WORK TO BE COMPLETED:
Pull out every line of the records below that contains the word "white".

** begin RECORDS FOR PROCESSING **

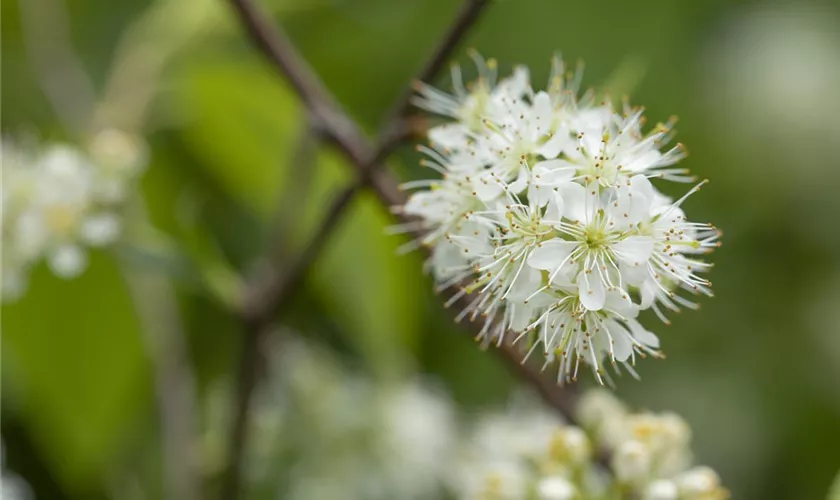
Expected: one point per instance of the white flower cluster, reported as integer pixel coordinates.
(651, 454)
(56, 199)
(528, 454)
(321, 431)
(12, 486)
(546, 219)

** end RECORDS FOR PROCESSING **

RESPONSE TO THE TASK:
Expected: one point per instance of the white flower cluster, reported as integer pixel coordinates.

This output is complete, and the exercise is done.